From the data below, pick out each line that contains the word "blue", and copy those lines in full. Case matters when matching.

──────── RECORD EXTRACTS ────────

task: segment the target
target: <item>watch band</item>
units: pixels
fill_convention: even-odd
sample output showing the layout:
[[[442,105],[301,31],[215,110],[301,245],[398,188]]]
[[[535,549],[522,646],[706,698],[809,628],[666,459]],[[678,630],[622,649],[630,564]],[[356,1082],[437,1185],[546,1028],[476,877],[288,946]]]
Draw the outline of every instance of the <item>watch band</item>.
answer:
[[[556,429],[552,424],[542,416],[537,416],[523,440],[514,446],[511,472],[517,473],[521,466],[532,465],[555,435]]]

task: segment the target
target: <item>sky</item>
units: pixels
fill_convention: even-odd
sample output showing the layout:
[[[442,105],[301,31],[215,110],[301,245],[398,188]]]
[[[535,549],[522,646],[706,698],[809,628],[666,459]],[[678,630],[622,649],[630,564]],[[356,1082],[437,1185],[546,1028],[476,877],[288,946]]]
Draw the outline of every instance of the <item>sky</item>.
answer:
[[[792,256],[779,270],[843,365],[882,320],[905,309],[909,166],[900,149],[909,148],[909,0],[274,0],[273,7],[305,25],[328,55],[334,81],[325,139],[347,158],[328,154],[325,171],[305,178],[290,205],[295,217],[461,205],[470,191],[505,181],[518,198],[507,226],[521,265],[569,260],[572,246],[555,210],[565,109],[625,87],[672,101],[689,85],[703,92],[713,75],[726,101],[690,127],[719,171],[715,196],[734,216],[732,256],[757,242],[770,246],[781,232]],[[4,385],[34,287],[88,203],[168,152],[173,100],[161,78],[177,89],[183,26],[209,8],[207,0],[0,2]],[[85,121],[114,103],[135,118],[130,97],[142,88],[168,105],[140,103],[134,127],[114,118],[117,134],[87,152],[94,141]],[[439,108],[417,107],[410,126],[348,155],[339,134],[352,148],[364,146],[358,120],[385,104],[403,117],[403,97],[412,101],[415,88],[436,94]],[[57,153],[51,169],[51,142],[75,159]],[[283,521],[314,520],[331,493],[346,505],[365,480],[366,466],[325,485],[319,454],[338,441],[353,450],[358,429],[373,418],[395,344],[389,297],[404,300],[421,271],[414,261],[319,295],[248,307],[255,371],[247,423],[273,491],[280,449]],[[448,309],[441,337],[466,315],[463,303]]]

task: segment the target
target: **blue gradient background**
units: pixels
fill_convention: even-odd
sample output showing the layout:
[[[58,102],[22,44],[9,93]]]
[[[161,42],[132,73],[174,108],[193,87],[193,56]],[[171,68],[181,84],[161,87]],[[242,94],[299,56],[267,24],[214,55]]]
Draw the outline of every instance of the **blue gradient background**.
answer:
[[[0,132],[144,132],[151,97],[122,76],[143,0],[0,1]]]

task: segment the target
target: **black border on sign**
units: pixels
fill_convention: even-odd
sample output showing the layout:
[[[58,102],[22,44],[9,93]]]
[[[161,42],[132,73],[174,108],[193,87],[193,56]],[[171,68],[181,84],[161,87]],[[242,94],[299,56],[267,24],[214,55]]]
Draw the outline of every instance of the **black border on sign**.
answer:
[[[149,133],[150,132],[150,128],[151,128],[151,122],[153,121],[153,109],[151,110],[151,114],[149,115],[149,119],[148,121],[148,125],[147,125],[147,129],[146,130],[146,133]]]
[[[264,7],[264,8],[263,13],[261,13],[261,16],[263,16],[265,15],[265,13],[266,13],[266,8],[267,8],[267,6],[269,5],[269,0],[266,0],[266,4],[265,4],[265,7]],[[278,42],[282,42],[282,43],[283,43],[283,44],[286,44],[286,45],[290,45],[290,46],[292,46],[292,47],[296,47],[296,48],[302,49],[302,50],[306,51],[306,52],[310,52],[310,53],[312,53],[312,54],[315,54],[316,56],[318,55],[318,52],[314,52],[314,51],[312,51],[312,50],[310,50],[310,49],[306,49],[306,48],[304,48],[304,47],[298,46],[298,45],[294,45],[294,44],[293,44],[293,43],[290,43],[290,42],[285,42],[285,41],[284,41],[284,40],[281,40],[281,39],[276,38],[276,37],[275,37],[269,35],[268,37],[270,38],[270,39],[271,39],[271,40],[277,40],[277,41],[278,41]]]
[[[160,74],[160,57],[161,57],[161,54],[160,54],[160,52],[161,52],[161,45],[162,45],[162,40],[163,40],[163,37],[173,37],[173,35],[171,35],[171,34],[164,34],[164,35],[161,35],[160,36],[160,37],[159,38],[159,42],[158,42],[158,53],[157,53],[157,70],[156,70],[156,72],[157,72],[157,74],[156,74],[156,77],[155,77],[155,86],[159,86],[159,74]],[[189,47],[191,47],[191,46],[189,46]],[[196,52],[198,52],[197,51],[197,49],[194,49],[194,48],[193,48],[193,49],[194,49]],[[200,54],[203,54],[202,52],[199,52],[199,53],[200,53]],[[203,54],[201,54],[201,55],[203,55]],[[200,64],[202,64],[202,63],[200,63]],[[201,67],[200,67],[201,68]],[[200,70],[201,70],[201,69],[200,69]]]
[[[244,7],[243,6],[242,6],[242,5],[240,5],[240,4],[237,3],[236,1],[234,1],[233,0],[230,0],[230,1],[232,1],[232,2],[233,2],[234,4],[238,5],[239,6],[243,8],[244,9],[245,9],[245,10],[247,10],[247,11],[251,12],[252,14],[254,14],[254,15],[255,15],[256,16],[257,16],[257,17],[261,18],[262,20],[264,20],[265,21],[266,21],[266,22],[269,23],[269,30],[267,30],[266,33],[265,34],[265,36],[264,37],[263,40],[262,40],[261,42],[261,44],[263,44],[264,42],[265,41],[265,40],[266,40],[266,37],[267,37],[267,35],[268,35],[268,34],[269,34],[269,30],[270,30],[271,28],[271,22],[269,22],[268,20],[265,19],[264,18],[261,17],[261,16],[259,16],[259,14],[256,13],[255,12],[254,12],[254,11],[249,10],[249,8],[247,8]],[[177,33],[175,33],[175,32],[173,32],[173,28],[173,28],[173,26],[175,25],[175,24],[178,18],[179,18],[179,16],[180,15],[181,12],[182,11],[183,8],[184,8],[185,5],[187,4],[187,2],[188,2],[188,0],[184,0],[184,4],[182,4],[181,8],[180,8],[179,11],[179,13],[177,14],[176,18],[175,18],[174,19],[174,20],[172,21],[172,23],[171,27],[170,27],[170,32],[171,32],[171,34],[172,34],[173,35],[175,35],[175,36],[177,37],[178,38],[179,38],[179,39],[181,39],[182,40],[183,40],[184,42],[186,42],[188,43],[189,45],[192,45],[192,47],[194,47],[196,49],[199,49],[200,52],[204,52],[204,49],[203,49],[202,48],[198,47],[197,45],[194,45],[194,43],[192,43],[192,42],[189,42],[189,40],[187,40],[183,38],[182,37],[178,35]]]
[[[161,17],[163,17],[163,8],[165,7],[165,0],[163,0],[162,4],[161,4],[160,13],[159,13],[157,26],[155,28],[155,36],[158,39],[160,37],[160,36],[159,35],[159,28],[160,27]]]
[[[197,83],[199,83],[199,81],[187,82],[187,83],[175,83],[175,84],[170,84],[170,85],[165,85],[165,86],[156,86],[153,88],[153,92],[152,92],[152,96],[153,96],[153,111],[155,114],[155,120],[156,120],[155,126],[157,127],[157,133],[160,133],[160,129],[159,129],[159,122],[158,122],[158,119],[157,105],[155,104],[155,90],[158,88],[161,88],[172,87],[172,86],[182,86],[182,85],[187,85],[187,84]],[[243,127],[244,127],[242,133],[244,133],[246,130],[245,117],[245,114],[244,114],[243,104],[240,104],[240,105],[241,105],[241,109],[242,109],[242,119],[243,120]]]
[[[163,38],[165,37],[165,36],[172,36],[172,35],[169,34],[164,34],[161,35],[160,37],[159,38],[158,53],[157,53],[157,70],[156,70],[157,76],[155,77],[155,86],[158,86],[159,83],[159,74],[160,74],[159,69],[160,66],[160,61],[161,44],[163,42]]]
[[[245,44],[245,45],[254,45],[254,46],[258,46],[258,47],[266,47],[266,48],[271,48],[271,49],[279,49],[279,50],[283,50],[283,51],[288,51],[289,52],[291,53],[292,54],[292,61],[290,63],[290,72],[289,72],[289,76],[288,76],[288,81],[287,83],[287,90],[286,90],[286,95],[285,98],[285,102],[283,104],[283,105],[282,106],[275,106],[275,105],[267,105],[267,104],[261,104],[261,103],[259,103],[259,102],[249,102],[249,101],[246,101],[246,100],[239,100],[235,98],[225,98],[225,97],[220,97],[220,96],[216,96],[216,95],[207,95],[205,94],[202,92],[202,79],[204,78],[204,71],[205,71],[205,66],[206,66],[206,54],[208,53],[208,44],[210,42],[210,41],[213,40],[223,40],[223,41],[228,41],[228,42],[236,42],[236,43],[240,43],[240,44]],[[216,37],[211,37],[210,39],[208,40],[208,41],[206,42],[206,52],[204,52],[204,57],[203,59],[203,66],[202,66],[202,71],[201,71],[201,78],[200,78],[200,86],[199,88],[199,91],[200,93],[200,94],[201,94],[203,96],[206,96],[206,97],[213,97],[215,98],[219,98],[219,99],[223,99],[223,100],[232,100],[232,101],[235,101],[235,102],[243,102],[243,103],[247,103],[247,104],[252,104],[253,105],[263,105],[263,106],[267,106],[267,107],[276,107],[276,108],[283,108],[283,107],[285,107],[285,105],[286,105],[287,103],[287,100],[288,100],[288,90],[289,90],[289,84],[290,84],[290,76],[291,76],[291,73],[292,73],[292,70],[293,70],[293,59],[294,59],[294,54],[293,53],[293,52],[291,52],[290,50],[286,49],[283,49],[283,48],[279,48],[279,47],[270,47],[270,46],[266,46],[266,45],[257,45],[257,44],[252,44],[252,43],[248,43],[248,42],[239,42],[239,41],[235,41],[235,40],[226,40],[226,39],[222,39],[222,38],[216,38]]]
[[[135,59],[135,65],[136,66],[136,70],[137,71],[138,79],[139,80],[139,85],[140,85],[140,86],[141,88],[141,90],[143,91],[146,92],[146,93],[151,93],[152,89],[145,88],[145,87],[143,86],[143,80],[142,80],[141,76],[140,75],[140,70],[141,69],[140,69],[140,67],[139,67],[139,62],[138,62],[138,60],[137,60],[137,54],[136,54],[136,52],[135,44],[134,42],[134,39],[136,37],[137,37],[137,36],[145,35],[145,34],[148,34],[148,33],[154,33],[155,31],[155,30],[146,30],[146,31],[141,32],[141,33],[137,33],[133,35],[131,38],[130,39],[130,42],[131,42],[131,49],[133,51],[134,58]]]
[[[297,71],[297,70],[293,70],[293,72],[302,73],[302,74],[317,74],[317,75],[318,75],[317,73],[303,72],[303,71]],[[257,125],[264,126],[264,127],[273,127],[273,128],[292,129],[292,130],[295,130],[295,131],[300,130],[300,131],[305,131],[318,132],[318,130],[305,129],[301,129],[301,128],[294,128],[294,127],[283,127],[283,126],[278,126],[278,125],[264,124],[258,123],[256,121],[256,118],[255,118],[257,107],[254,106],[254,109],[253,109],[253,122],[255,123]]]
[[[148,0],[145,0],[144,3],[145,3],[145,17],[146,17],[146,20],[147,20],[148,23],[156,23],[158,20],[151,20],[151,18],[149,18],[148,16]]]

────────

THE REPLY:
target: **blue gradient background**
Draw the outline of every instance of the **blue gradient background**.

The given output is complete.